(Recorded data)

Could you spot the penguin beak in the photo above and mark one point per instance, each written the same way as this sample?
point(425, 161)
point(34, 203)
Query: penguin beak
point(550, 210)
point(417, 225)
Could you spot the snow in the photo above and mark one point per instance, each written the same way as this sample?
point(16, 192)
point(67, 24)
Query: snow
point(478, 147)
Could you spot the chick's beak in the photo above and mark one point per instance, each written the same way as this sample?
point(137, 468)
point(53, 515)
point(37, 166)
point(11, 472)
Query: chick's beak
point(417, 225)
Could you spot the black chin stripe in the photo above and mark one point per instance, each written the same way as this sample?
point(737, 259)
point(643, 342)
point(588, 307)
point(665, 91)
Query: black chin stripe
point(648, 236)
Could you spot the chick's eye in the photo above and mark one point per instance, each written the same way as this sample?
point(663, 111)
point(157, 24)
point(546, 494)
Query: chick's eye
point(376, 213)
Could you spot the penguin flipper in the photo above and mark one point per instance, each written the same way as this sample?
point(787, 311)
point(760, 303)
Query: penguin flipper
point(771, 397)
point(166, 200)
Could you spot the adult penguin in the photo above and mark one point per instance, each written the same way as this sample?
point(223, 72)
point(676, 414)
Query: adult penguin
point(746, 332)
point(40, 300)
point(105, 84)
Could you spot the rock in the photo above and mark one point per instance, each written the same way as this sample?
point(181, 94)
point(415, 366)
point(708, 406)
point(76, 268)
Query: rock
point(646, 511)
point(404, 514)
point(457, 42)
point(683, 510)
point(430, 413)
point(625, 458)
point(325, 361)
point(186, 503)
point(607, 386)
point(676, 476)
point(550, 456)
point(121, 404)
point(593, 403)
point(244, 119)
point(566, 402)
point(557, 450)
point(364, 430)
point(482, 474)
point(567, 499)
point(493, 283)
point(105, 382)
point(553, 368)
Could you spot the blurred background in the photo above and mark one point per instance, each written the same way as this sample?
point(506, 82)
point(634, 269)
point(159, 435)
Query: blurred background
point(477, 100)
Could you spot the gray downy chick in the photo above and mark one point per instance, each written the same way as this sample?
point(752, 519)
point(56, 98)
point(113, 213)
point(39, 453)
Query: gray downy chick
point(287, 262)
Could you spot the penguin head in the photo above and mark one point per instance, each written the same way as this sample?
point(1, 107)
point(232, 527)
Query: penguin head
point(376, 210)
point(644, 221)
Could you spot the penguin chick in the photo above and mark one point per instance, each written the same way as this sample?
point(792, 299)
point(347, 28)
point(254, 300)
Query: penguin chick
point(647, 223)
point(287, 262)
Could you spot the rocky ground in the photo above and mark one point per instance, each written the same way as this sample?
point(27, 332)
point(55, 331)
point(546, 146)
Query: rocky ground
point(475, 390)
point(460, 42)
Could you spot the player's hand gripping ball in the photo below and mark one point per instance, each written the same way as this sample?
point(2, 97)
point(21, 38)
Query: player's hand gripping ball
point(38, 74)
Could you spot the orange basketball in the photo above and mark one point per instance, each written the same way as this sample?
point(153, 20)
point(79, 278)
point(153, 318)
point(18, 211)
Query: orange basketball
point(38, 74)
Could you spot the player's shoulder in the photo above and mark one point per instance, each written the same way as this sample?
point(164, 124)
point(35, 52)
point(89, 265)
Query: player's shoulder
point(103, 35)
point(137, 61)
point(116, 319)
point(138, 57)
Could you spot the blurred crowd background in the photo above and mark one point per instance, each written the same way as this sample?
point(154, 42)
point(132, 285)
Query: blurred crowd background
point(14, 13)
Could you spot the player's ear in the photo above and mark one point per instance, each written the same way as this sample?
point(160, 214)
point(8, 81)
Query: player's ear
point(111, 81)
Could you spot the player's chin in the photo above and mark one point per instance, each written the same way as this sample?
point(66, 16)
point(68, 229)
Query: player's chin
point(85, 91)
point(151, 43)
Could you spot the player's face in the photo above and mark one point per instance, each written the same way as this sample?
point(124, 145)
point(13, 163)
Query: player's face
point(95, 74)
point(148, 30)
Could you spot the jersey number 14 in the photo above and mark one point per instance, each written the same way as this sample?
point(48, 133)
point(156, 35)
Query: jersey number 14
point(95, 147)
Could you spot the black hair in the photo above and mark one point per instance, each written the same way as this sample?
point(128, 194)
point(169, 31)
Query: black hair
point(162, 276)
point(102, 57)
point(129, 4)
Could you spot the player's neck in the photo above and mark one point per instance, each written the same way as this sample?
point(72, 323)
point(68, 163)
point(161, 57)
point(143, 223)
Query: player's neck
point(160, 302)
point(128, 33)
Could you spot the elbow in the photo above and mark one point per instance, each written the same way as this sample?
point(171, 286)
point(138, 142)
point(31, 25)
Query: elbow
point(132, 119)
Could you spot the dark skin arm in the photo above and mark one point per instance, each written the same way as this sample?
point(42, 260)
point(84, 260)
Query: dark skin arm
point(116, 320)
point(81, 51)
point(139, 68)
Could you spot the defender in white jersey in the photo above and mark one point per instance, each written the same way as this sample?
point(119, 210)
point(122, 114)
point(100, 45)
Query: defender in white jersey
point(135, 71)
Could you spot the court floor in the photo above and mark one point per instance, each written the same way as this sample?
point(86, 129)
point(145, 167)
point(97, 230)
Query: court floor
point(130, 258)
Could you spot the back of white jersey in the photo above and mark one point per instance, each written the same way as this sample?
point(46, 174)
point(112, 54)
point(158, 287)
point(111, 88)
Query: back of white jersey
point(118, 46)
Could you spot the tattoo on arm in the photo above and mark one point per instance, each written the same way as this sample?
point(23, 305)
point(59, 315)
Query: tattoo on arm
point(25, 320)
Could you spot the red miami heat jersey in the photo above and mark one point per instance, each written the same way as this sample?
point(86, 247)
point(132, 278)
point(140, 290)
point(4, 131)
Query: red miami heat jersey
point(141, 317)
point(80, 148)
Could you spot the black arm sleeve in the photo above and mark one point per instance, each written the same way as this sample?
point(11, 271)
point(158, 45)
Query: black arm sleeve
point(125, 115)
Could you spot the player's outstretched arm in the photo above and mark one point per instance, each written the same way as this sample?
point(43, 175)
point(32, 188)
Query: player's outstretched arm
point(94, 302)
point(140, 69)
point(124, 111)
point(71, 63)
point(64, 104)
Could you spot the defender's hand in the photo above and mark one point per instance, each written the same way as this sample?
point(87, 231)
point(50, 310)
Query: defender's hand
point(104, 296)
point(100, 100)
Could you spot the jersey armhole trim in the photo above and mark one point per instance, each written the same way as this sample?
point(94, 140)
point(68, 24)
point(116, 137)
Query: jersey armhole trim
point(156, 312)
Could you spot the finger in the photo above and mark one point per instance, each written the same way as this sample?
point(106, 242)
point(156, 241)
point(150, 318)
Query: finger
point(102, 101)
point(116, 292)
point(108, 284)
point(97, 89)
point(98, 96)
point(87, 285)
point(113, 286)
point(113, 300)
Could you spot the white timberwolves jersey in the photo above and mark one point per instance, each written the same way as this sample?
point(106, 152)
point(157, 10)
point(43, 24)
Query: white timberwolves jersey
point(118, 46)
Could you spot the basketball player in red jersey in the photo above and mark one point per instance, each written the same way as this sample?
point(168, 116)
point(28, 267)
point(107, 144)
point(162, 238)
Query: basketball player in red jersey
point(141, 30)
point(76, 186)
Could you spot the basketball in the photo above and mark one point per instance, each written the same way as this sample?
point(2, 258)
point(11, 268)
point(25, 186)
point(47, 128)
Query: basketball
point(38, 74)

**PROBLEM DESCRIPTION**
The full set of records above must be retyped exactly.

**OUTPUT OF THE TASK**
Could you spot the penguin beak in the photo above and mark one point per instance, each written the same way as this sample?
point(425, 161)
point(34, 203)
Query: penguin beak
point(550, 210)
point(417, 225)
Could you spot the snow in the photo above and mark one point per instance, each written the same way as this sample?
point(16, 192)
point(67, 24)
Query: snow
point(478, 147)
Could you spot the chick's beak in the photo above and mark one point per instance, each written the same way as this sample?
point(137, 468)
point(53, 515)
point(37, 166)
point(11, 472)
Query: chick's beak
point(417, 225)
Could you spot the black chin stripe in the photo above and mark one point per instance, each written the same way as this sample?
point(737, 259)
point(643, 342)
point(588, 307)
point(665, 91)
Query: black chin stripe
point(648, 236)
Could you spot the chick's eye in the photo above and mark one point per instance, each written the same way as this sample?
point(663, 111)
point(157, 24)
point(546, 494)
Query: chick's eye
point(376, 213)
Could you spot the penguin flipper in the photo above and mark one point per instance, each written the same way as this sample?
point(787, 311)
point(760, 303)
Query: penguin flipper
point(771, 397)
point(166, 200)
Could you spot the adult penguin in the photo above and mark one point per instance, each written the same way as this sample?
point(223, 72)
point(676, 414)
Query: adult penguin
point(746, 332)
point(40, 300)
point(105, 84)
Could you spot the rock in the photo above and mark one point per instance, each written the same way as this sample?
point(181, 94)
point(415, 366)
point(708, 406)
point(76, 268)
Query: rock
point(646, 511)
point(404, 514)
point(457, 42)
point(683, 510)
point(430, 413)
point(625, 458)
point(325, 361)
point(186, 503)
point(607, 386)
point(676, 476)
point(550, 456)
point(121, 404)
point(593, 403)
point(244, 119)
point(566, 402)
point(557, 450)
point(364, 430)
point(482, 474)
point(567, 499)
point(493, 283)
point(105, 382)
point(553, 368)
Could you spot the blurred background in the photo above and mark one point per instance, each written the same way as this sample?
point(506, 82)
point(634, 269)
point(159, 435)
Query: blurred background
point(477, 100)
Could you spot the gray downy chick in the photo above and mark one point per instance, each written the same way as this sample?
point(752, 519)
point(56, 98)
point(113, 213)
point(39, 453)
Query: gray downy chick
point(287, 262)
Could you spot the penguin head in the photo above and mark one point per instance, each written the same way as this sample?
point(1, 107)
point(232, 527)
Query: penguin head
point(376, 210)
point(644, 221)
Could you spot the penguin chick in the photo above and mark one point per instance, each written the same way as this sample?
point(792, 299)
point(347, 28)
point(254, 300)
Query: penguin chick
point(647, 223)
point(287, 262)
Could you spot the rocky ground in the photo above and mark one point per instance, each written the same way as this sample?
point(27, 332)
point(55, 331)
point(546, 146)
Query: rocky ground
point(475, 390)
point(460, 42)
Could you spot the player's hand gripping ball in the photo below and mark one point per instance, each written the same way as this sample?
point(2, 97)
point(21, 38)
Query: player's hand gripping ball
point(38, 74)
Could you spot the orange basketball in the photo above and mark one point per instance, each written the same way as this sample?
point(153, 20)
point(79, 278)
point(153, 318)
point(18, 211)
Query: orange basketball
point(38, 74)
Could you spot the player's shoulder in the photo above and mark one point per instance, each written the same way as this sample?
point(164, 124)
point(35, 52)
point(89, 265)
Query: player's shoulder
point(103, 35)
point(137, 61)
point(116, 319)
point(138, 57)
Could you spot the blurred crowd background in the photo above and mark one point per instance, each written the same way as this sample?
point(154, 42)
point(132, 285)
Query: blurred crowd background
point(14, 13)
Could you spot the player's ear in the photo above and mark one point per instance, each written the same way as this sample?
point(160, 214)
point(8, 81)
Query: player's ear
point(111, 81)
Could you spot the player's chin in the photo above and mark one point per instance, each written the same way as this sample?
point(66, 16)
point(68, 229)
Query: player's chin
point(85, 91)
point(151, 43)
Could you spot the player's face in the photo above and mark one point per instance, each written the same way as this sample?
point(124, 145)
point(13, 163)
Query: player's face
point(95, 74)
point(148, 30)
Could you spot the jersey number 14 in the photo above and mark one point per instance, each written the same way as this sample?
point(48, 133)
point(156, 35)
Query: jersey number 14
point(95, 147)
Could you spot the black hair in the photo above and mark one point per instance, each written the same way as this sample?
point(128, 194)
point(169, 31)
Query: black hair
point(162, 276)
point(102, 57)
point(129, 4)
Could you spot the player's neck in the photo above and mark one point per instance, each written the same way as this sample?
point(72, 323)
point(68, 163)
point(161, 57)
point(143, 223)
Query: player's neck
point(160, 302)
point(128, 33)
Could you spot the elbow in the photo above and mark one point per instance, each written the same way as this sample?
point(171, 286)
point(138, 142)
point(31, 25)
Query: elbow
point(132, 119)
Could you spot the dark skin arm in the photo above and mark one point per instance, each written the same way as this sample?
point(42, 260)
point(84, 260)
Query: dark skin arm
point(116, 320)
point(81, 51)
point(139, 68)
Could you spot the defender in white jersey in the photo above and mark one point per instance, each written the same way as this sample?
point(119, 210)
point(122, 114)
point(100, 45)
Query: defender in white jersey
point(135, 71)
Could you spot the court floor in the photo above and mark one point per instance, each written the same way as this sample?
point(86, 129)
point(145, 167)
point(97, 230)
Query: court floor
point(130, 258)
Could you spot the back of white jersey in the photo above and mark one point per instance, each written the same way as this sample?
point(46, 174)
point(112, 54)
point(158, 287)
point(111, 88)
Query: back of white jersey
point(118, 46)
Could you spot the tattoo on arm in the photo above and mark one point per instance, each written the same way as this sample?
point(23, 305)
point(59, 315)
Query: tattoo on arm
point(25, 320)
Could you spot the red miami heat jersey in the photo above and mark one point per instance, each written the same way as this sample?
point(86, 247)
point(132, 278)
point(140, 290)
point(4, 131)
Query: red miami heat jersey
point(141, 317)
point(80, 148)
Could you spot the black arm sleeve in the photo above and mark one point per instance, each written the same way as this sample?
point(11, 271)
point(158, 45)
Query: black arm sleeve
point(125, 115)
Could you spot the player's outstretched arm in the photo above and mark one point per instance, each written the same way as this sample?
point(43, 175)
point(32, 188)
Query: player's outstretched arm
point(94, 302)
point(140, 69)
point(124, 111)
point(71, 63)
point(64, 104)
Could you spot the defender's hand in the photo above and mark one point per instance, each written the same way as this sample?
point(87, 231)
point(50, 310)
Query: defender's hand
point(104, 296)
point(100, 100)
Could you spot the jersey armhole trim in the photo above and mark one point per instance, each written the same way as this sample?
point(94, 140)
point(68, 24)
point(116, 137)
Query: jersey armhole trim
point(156, 312)
Could you spot the finger in the photo above and mark one point per instance, each written the same way as this sample?
point(106, 242)
point(156, 241)
point(150, 318)
Query: finger
point(102, 101)
point(116, 292)
point(108, 284)
point(97, 89)
point(98, 96)
point(87, 285)
point(113, 286)
point(113, 300)
Could you spot the white timberwolves jersey in the photo above and mark one point per instance, each written the same way as this sample?
point(106, 152)
point(157, 10)
point(43, 24)
Query: white timberwolves jersey
point(118, 46)
Could you spot the basketball player in red jersey in the photo above and mark one point per instance, each written the same way as this sample?
point(168, 116)
point(28, 267)
point(107, 144)
point(162, 238)
Query: basketball player in red jersey
point(141, 30)
point(76, 186)
Could you spot the basketball in the photo above and mark one point per instance, each written the same way as this sample?
point(2, 258)
point(11, 268)
point(25, 186)
point(47, 128)
Query: basketball
point(38, 74)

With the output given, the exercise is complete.